- [WHAT TO DO]: Run through the data and copy out every line that mentions the word "photo".

- [Records excerpted from a collection]:
══════════════════════════════

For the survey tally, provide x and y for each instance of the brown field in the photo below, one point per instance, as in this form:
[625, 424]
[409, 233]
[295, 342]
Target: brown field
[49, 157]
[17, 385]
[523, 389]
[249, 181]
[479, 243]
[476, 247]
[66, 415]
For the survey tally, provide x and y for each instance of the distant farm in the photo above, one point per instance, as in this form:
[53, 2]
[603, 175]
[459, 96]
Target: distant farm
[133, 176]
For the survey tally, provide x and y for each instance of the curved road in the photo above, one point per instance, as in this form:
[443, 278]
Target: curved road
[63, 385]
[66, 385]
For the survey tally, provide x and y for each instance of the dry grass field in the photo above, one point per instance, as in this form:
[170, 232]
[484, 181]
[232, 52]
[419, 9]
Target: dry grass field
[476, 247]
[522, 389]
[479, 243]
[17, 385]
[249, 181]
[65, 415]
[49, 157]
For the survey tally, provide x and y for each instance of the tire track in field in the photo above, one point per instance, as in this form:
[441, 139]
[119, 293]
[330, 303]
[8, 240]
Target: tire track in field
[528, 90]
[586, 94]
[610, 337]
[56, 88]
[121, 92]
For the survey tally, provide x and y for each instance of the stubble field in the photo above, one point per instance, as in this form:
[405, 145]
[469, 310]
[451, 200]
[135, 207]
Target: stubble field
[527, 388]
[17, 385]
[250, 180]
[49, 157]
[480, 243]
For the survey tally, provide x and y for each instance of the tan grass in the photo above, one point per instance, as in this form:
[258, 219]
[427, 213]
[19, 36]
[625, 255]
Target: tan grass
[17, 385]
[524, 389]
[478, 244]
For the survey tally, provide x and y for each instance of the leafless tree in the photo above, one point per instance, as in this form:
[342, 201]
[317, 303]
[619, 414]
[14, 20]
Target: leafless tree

══════════════════════════════

- [ANSWER TO THIS PROBLEM]:
For the survey tally, provide x and y for each instance of the brown field in the photo below, one point per instance, as in this form:
For the survey tally, provide x and y for each instance of the distant farm in the photo above, one point per instance, as in this form:
For the survey tally, provide x and y for each instance of the curved road in the photo above, one point per instance, as in this form:
For the survey tally, provide x and y for each instance of the dry grass field in the photo above, one point per instance, as in this form:
For the survey tally, provide x and y for each instance of the tire track in field in the photo above, one point per instance, as in this form:
For the survey tally, provide x and y for each instance of the stubble field in the photo above, one point per instance, as in this form:
For the survey tally, provide x and y for each instance of the tan grass in the photo above, one point per instance, as in this form:
For the survey tally, provide x and y for each instance of the leafless tree in the photo above, one point per instance, as in this form:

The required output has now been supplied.